> [Prompt]
Entries follow. Give back exactly the lines starting at the one containing "Target: flower cluster" and ending at the one containing "[indicate] one point per instance, sample <point>221,80</point>.", and no other lines.

Information given Block Start

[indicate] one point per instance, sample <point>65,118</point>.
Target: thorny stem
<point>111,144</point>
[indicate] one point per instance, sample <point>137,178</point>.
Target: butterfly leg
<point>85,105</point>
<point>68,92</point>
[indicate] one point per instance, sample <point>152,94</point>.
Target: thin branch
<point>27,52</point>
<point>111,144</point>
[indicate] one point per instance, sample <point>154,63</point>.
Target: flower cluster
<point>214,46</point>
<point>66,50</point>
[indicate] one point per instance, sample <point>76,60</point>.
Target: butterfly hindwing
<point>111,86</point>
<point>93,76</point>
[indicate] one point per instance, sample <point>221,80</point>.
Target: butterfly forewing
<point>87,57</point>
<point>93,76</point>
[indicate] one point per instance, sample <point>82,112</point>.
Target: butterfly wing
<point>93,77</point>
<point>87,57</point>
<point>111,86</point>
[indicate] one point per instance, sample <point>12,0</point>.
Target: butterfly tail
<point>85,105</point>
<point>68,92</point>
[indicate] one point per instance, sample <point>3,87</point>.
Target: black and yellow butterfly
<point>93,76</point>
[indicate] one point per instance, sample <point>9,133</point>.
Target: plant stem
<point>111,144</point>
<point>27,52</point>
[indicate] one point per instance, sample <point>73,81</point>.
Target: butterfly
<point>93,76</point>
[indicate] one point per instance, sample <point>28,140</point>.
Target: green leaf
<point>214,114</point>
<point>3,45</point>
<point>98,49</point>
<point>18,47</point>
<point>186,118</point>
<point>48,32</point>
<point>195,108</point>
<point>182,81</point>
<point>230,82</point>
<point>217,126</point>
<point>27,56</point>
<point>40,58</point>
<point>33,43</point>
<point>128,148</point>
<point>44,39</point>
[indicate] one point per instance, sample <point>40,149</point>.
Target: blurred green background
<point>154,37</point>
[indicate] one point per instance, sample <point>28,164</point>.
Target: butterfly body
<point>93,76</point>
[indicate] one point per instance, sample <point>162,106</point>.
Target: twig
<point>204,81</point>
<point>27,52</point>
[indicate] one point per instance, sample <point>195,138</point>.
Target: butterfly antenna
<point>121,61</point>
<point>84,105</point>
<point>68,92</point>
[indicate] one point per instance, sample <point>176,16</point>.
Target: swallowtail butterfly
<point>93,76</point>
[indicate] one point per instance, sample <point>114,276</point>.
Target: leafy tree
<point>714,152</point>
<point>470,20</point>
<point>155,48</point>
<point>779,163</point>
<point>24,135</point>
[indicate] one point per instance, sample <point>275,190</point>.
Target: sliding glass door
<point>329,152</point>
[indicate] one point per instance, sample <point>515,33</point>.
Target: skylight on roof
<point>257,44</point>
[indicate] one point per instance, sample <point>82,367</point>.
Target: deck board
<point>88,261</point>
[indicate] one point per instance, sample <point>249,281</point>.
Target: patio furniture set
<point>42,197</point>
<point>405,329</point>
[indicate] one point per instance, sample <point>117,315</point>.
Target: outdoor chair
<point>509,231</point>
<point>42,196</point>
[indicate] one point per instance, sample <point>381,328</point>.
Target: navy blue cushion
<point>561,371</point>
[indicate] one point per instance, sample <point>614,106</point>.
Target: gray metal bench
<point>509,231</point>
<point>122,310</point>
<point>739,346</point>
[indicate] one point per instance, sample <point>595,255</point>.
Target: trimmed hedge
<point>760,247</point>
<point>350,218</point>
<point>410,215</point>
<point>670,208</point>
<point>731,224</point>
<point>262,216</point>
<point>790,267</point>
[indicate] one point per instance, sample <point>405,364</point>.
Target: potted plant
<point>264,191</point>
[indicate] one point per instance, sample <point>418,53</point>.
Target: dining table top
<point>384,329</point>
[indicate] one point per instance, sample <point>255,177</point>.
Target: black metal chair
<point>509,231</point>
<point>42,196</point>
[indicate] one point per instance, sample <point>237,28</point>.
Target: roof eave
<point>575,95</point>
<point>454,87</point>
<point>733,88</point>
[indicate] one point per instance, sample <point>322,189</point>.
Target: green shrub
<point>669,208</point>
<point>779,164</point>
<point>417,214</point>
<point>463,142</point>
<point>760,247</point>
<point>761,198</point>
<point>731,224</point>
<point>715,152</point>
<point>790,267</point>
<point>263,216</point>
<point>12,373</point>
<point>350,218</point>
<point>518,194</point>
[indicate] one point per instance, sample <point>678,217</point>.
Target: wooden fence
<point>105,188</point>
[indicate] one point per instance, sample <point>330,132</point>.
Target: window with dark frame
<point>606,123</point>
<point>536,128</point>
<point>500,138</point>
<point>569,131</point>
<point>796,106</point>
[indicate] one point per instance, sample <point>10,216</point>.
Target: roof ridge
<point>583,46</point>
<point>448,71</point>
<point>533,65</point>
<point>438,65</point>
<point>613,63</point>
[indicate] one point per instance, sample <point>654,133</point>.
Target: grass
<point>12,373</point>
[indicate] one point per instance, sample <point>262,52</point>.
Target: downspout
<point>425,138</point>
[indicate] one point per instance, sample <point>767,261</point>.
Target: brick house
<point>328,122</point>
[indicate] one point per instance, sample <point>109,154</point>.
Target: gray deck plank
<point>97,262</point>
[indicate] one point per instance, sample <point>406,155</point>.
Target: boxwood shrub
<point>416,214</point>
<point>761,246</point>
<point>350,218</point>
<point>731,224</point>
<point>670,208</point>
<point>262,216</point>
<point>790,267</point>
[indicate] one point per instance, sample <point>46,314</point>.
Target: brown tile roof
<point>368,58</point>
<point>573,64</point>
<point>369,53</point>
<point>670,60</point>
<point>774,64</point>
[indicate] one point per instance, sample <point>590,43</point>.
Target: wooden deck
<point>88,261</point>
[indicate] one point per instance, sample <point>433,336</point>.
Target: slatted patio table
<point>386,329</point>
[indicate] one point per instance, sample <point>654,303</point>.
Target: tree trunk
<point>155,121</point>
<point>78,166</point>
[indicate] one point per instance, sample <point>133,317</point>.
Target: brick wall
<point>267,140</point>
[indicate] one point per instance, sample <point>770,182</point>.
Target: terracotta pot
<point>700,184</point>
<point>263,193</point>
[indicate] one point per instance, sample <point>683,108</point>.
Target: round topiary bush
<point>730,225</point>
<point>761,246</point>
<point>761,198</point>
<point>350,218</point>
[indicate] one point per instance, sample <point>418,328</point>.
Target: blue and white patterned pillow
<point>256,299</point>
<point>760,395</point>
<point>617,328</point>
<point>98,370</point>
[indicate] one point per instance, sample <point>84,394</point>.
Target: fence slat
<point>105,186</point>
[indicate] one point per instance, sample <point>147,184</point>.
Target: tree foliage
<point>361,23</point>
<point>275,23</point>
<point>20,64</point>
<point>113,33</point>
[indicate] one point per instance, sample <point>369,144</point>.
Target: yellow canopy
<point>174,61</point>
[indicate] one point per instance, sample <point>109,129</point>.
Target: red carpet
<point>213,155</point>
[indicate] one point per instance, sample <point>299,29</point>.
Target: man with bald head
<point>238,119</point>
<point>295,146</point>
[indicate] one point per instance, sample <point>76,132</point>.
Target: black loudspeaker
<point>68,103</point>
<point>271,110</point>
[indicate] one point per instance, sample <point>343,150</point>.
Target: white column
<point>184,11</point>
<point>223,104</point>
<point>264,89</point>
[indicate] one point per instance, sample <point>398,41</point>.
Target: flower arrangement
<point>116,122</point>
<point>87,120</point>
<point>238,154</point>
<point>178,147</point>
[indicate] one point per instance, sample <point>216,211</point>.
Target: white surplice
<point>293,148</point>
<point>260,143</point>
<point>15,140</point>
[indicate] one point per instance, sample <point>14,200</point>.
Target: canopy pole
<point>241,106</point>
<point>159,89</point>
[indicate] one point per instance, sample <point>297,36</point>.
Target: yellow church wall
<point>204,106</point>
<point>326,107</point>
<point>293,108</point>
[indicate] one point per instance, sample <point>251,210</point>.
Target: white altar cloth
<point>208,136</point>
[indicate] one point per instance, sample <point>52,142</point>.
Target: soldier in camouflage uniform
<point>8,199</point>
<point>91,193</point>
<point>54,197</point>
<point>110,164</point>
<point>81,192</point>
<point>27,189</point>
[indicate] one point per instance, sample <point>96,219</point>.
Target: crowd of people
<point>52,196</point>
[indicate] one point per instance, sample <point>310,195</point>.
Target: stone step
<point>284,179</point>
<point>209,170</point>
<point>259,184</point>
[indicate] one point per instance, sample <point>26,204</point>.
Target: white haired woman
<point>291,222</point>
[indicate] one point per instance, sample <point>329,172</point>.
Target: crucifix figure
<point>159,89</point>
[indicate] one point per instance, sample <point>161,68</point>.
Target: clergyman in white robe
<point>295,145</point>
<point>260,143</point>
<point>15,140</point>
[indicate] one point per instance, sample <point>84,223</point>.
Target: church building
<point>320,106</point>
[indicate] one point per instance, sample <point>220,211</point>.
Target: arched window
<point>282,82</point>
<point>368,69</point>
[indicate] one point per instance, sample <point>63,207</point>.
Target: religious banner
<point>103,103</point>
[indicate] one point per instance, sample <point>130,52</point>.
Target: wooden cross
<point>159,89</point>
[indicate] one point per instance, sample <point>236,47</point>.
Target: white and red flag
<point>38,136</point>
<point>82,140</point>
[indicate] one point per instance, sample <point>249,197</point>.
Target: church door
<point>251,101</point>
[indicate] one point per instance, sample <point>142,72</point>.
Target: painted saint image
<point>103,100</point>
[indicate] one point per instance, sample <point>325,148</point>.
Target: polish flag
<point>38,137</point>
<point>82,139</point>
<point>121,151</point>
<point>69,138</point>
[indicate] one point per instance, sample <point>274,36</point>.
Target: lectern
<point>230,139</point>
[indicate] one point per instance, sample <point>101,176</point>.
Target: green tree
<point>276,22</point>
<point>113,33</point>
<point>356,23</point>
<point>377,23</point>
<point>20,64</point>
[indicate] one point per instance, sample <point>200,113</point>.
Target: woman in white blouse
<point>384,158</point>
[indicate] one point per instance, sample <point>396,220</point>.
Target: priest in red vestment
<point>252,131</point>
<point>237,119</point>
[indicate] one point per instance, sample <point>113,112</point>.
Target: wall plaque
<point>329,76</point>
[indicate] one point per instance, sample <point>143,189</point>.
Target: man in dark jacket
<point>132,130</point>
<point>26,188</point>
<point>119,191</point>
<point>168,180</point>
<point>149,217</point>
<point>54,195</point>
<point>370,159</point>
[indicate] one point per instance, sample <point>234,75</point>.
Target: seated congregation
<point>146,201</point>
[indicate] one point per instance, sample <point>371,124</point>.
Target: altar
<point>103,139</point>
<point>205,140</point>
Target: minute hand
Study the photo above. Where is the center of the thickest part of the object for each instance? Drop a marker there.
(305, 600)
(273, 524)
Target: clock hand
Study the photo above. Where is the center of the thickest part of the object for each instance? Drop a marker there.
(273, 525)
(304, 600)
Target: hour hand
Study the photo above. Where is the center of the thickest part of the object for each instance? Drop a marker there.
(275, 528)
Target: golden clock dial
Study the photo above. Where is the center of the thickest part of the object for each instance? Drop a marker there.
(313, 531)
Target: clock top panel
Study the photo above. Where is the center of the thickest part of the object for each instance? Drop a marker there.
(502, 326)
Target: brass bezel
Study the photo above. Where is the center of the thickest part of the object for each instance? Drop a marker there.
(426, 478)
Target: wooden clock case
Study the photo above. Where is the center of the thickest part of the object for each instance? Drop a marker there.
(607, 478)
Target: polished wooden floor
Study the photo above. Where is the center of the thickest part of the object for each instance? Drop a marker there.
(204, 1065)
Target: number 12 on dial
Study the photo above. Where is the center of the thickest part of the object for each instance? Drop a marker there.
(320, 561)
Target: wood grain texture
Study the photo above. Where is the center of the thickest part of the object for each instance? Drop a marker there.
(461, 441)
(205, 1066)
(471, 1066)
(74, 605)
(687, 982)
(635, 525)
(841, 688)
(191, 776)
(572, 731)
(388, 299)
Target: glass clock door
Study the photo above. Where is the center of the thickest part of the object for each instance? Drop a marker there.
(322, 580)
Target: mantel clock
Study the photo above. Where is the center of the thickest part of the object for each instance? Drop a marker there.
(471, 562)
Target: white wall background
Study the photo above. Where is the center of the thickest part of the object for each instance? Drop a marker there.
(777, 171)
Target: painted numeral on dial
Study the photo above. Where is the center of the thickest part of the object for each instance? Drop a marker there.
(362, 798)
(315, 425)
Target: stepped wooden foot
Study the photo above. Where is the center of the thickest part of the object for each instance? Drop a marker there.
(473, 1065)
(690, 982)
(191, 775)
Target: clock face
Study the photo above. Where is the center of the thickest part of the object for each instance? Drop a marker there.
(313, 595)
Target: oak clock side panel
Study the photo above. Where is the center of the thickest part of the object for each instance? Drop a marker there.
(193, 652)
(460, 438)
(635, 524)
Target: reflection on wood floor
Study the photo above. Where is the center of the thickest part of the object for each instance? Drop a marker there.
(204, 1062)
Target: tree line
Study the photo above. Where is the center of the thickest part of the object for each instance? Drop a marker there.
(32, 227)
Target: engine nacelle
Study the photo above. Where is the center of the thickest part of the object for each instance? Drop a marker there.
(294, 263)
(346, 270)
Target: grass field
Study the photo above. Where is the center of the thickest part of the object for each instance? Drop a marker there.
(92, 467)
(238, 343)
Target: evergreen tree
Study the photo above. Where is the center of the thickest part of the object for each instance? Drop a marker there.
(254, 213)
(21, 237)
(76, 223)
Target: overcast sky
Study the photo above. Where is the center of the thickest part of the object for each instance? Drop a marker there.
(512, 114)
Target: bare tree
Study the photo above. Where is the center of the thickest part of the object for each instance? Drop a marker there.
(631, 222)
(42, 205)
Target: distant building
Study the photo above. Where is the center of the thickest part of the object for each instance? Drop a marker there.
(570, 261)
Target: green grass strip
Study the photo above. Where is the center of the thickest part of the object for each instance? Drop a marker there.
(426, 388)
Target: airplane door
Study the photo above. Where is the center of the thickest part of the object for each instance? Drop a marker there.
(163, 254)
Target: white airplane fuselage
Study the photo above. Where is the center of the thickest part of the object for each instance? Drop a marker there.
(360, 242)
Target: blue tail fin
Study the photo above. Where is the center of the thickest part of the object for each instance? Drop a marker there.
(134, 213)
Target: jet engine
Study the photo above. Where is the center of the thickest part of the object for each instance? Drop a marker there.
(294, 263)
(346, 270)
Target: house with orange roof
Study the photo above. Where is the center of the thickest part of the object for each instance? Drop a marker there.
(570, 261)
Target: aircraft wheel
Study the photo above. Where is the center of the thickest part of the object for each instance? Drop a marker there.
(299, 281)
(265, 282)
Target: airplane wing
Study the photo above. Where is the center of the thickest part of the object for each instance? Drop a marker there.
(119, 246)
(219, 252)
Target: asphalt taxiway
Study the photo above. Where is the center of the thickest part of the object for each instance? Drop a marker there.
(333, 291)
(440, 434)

Information given Block End

> [Result for this task]
Target: flower cluster
<point>214,46</point>
<point>66,50</point>
[indicate] one point per instance, sample <point>76,60</point>.
Target: butterfly hindwing
<point>111,86</point>
<point>93,76</point>
[indicate] one point per instance, sample <point>221,80</point>.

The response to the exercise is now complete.